## EXERCISE OBJECTIVE:
Beginning with the line that contains "of the metal" and continuing through the line that contains "[[829, 501]]", write out those entries below again, switching "pipe" to "tube" and leaving everything else unchanged.

## PROVIDED RECORDS:
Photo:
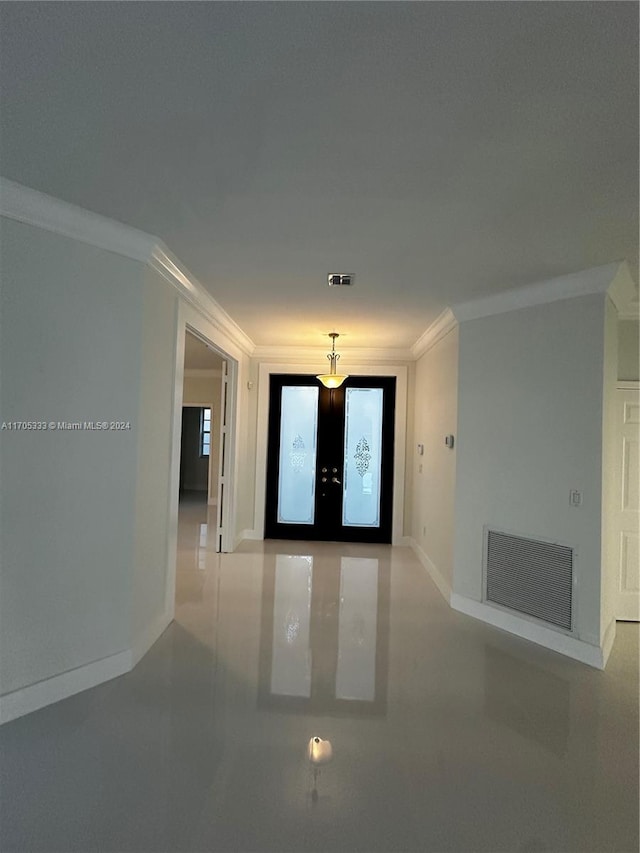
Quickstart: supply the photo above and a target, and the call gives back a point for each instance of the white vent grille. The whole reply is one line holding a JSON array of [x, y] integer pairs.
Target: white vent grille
[[531, 577], [340, 279]]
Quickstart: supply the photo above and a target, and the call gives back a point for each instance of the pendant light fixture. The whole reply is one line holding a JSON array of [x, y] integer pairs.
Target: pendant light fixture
[[332, 379]]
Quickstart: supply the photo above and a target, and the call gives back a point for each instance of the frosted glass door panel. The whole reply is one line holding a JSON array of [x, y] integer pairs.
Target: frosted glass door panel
[[291, 660], [298, 442], [362, 457], [357, 631]]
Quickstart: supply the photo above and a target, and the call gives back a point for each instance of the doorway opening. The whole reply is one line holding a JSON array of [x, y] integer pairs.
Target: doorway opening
[[330, 461]]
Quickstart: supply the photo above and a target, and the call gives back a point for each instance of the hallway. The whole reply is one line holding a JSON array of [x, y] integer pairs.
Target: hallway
[[447, 734]]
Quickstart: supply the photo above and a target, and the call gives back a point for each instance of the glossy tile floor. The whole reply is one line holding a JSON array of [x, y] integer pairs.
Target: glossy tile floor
[[446, 734]]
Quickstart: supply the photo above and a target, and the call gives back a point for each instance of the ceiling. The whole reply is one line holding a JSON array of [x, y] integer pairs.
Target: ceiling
[[198, 356], [440, 151]]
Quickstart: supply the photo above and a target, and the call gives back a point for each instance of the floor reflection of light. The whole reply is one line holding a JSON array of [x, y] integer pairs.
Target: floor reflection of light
[[291, 655], [357, 632], [201, 549]]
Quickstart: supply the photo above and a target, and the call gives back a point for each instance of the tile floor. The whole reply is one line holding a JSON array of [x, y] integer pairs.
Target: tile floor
[[446, 734]]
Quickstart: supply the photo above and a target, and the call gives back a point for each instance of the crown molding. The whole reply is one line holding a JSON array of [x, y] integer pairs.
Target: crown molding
[[317, 355], [68, 220], [52, 214], [440, 327], [624, 293], [583, 283], [201, 373], [168, 266]]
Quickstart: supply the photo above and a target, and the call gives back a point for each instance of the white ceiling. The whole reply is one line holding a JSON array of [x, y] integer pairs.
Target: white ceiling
[[198, 356], [439, 151]]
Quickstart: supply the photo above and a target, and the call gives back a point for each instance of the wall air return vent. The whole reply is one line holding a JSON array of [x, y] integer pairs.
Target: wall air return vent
[[530, 577], [340, 279]]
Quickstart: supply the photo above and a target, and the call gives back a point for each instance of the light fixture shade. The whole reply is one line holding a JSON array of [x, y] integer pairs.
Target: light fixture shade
[[332, 380]]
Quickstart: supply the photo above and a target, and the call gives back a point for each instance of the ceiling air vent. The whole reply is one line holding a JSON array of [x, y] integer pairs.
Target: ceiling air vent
[[340, 279]]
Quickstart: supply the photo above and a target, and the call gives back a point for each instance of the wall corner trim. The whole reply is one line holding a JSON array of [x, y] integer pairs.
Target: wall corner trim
[[583, 283], [52, 214], [624, 294], [169, 267], [440, 327], [148, 637], [68, 220], [433, 572], [553, 640], [43, 693]]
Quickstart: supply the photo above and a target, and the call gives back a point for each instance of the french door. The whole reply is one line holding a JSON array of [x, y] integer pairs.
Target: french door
[[330, 459]]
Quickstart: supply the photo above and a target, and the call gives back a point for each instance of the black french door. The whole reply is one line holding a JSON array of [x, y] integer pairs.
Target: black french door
[[330, 459]]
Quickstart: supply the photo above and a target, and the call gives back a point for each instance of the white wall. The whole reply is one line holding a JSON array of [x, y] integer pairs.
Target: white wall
[[69, 350], [156, 336], [93, 328], [529, 431], [628, 351], [434, 473], [610, 577]]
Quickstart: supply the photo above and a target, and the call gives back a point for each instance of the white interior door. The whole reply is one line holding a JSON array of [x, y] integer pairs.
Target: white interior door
[[626, 517]]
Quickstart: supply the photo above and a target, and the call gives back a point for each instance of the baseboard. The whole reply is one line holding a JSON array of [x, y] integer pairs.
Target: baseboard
[[148, 637], [435, 575], [43, 693], [251, 534], [547, 637]]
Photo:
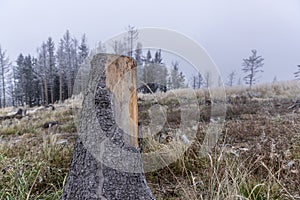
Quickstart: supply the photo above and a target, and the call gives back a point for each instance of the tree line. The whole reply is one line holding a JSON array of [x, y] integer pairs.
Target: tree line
[[49, 77], [46, 78]]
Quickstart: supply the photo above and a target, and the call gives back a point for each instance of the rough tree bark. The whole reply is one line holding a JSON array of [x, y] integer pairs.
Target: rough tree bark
[[107, 163]]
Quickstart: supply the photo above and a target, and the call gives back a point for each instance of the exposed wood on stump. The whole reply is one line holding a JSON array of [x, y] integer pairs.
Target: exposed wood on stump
[[102, 162]]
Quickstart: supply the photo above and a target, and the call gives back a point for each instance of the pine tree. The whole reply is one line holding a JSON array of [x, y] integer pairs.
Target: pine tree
[[51, 66], [132, 36], [4, 69], [177, 78], [83, 49], [297, 74]]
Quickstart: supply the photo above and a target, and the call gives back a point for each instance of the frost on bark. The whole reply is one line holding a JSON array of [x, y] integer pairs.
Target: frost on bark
[[107, 162]]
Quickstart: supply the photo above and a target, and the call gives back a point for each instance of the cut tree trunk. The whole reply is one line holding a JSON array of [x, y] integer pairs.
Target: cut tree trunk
[[107, 162]]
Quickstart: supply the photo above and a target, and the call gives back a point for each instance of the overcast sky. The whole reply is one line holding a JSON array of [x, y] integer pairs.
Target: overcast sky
[[227, 29]]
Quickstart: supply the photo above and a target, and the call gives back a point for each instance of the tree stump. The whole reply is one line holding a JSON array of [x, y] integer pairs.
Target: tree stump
[[107, 162]]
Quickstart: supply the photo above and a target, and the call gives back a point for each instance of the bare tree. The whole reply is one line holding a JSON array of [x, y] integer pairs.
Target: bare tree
[[132, 35], [207, 79], [252, 66], [231, 78]]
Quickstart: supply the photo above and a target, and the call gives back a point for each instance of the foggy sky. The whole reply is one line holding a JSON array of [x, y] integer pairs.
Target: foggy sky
[[227, 29]]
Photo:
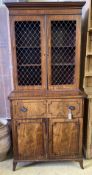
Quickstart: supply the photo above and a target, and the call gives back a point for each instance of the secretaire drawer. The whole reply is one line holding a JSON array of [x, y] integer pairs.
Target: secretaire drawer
[[29, 108], [60, 107]]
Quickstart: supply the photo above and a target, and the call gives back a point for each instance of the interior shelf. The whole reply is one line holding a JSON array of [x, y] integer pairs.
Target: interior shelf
[[63, 64], [88, 74], [29, 65]]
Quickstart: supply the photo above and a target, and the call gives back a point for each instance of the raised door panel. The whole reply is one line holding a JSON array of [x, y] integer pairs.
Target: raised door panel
[[29, 109], [60, 108], [63, 51], [28, 52], [31, 139], [64, 138]]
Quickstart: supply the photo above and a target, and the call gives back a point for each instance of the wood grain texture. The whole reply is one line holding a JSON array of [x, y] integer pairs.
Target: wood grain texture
[[64, 137], [40, 125], [31, 139]]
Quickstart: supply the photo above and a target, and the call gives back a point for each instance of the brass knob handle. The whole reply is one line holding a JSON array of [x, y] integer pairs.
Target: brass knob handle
[[23, 109], [71, 107]]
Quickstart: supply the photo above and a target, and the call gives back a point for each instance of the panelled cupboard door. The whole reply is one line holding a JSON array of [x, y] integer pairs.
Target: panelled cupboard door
[[63, 51], [31, 139], [28, 46], [64, 138]]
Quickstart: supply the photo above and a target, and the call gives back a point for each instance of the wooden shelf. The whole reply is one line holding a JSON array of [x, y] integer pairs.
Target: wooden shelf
[[89, 54], [29, 65], [63, 64], [63, 46], [88, 74], [27, 47], [90, 29]]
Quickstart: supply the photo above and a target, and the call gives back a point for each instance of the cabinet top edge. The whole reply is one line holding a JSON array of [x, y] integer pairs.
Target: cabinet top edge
[[29, 95], [23, 5]]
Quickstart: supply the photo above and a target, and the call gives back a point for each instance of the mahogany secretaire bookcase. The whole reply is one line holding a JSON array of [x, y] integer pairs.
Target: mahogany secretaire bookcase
[[46, 104]]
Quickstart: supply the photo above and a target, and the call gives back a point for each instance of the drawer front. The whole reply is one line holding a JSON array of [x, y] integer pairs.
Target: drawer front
[[61, 107], [29, 108]]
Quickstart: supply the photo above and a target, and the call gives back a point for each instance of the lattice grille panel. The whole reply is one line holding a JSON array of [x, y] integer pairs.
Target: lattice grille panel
[[28, 56], [62, 75], [27, 33], [63, 42], [29, 75], [63, 55], [28, 51]]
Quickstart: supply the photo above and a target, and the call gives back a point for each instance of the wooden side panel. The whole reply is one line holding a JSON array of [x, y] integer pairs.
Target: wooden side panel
[[57, 107], [31, 139], [64, 138]]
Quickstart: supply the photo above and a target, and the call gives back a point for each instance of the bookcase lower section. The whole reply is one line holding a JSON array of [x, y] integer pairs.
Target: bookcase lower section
[[42, 130]]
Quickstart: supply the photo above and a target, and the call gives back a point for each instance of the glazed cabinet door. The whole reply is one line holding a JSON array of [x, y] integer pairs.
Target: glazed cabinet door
[[63, 51], [30, 139], [64, 138], [28, 52]]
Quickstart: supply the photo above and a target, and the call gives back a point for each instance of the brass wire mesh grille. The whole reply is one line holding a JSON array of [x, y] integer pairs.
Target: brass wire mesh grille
[[63, 39], [28, 51]]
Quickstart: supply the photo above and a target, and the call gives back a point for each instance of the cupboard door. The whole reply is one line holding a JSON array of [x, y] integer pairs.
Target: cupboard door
[[64, 138], [63, 51], [31, 139], [28, 42]]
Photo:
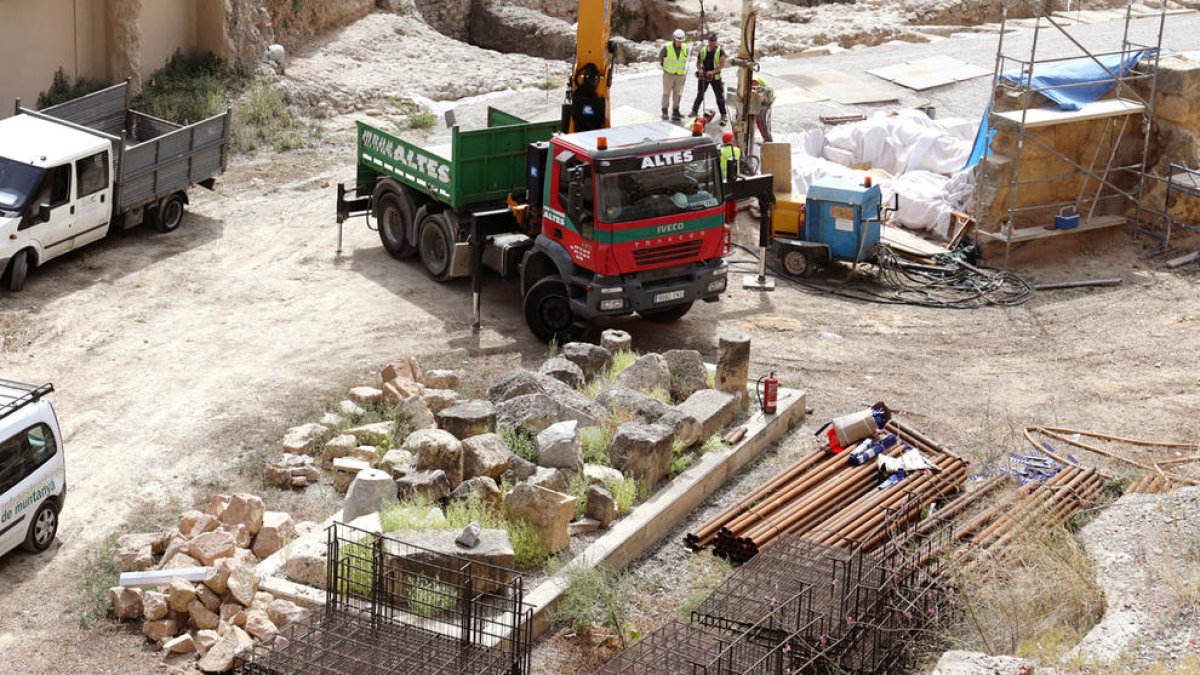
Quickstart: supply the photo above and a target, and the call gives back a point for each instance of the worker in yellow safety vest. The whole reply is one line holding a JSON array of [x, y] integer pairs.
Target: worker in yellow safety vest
[[709, 63], [673, 59], [729, 151], [765, 95]]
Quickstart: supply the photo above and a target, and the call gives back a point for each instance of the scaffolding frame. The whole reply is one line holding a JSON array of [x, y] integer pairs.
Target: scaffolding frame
[[1104, 175]]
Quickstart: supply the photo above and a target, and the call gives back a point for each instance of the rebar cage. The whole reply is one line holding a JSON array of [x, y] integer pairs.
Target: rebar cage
[[393, 607]]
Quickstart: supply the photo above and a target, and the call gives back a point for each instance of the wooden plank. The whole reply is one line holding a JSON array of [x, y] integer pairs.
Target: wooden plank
[[151, 578], [1031, 233], [905, 242], [1049, 117]]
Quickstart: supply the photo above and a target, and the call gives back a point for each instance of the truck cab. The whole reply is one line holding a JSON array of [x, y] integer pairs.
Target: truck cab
[[55, 192], [634, 220], [33, 467]]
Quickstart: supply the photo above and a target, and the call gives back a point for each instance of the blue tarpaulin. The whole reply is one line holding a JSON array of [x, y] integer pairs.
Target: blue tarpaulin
[[1057, 75]]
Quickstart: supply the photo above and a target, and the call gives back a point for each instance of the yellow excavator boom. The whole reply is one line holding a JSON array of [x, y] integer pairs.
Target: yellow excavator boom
[[587, 93]]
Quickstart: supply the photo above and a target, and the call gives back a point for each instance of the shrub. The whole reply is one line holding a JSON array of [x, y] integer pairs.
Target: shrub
[[520, 442], [61, 89], [593, 598], [97, 577]]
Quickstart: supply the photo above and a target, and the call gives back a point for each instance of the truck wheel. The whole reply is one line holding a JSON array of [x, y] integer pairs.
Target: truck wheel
[[796, 263], [395, 215], [171, 214], [667, 315], [435, 243], [18, 268], [42, 529], [549, 312]]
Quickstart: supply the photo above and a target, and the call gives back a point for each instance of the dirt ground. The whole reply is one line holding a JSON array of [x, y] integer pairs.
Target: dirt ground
[[178, 357]]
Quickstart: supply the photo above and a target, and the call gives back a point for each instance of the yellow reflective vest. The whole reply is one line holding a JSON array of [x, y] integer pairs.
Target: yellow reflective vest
[[729, 153], [676, 61]]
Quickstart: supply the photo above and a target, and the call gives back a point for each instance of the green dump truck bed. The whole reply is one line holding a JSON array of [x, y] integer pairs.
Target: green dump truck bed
[[478, 166]]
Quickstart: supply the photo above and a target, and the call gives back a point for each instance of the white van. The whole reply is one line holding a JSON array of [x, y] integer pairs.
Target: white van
[[33, 467]]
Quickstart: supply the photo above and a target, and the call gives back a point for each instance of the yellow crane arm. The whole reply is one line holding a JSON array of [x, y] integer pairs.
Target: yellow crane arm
[[587, 93]]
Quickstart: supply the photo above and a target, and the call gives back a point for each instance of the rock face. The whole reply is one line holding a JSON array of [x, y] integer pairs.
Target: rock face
[[485, 455], [546, 511], [688, 372], [591, 358], [975, 663], [424, 484], [642, 451], [616, 340], [713, 408], [468, 418], [436, 449], [733, 364], [601, 507], [649, 372], [558, 447], [370, 490]]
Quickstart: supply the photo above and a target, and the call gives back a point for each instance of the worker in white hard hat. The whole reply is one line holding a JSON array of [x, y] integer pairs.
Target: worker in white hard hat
[[673, 59]]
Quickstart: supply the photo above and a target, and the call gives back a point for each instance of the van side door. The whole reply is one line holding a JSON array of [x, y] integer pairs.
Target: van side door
[[30, 472], [94, 198], [57, 233]]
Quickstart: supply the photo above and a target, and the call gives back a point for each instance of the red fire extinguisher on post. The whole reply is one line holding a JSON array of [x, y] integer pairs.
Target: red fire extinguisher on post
[[768, 393]]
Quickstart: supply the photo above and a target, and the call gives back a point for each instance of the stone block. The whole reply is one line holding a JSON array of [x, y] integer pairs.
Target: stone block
[[436, 449], [547, 511], [370, 490], [733, 364], [714, 410], [468, 418], [642, 451]]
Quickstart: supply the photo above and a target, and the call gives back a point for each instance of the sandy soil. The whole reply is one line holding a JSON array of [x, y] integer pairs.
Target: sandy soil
[[175, 357]]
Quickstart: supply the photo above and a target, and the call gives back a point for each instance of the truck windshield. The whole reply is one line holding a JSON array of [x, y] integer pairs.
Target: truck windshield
[[659, 192], [18, 184]]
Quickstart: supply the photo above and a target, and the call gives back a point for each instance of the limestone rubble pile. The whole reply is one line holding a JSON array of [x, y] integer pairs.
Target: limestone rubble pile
[[215, 619]]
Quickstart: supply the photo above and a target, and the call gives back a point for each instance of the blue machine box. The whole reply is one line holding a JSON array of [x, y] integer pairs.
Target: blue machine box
[[844, 215]]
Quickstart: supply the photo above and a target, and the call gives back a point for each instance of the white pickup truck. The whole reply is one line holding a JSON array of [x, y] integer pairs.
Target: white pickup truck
[[71, 173]]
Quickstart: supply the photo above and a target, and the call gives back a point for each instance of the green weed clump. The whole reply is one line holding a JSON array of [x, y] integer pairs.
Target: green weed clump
[[63, 89], [595, 599]]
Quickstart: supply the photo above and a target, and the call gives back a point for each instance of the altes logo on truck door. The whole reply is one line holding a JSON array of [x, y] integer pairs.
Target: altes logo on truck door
[[667, 159], [376, 143]]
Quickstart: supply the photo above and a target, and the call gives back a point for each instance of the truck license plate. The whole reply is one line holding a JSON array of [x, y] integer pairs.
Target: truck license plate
[[659, 298]]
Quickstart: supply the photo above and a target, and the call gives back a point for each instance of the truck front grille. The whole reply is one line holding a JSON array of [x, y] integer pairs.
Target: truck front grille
[[669, 254]]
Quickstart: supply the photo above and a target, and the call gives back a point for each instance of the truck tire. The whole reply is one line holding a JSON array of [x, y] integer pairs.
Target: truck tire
[[18, 269], [549, 312], [435, 243], [42, 529], [396, 213], [667, 315], [169, 214]]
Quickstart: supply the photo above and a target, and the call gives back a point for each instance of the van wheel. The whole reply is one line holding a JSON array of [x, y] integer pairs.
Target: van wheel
[[42, 530], [395, 216], [435, 243], [18, 269], [667, 315], [549, 312], [171, 214]]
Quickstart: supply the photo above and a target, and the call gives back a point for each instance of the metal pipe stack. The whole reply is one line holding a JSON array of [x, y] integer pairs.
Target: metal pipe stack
[[829, 501]]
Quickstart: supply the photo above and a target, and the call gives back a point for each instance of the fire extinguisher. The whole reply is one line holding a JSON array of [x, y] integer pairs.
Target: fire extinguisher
[[768, 393]]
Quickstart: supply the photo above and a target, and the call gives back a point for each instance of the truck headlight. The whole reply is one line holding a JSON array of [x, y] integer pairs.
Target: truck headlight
[[613, 304]]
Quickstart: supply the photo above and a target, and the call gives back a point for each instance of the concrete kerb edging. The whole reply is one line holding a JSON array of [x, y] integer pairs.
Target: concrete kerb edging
[[629, 537], [654, 519]]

## SOLUTION TO THE PROBLEM:
Quickstart: supply the photo above and a target, and the call gives back a point for each instance of the metal tube stack. The whole reply is one line holding a JSON array of [x, y] integer pairs.
Target: metal tube stack
[[829, 501]]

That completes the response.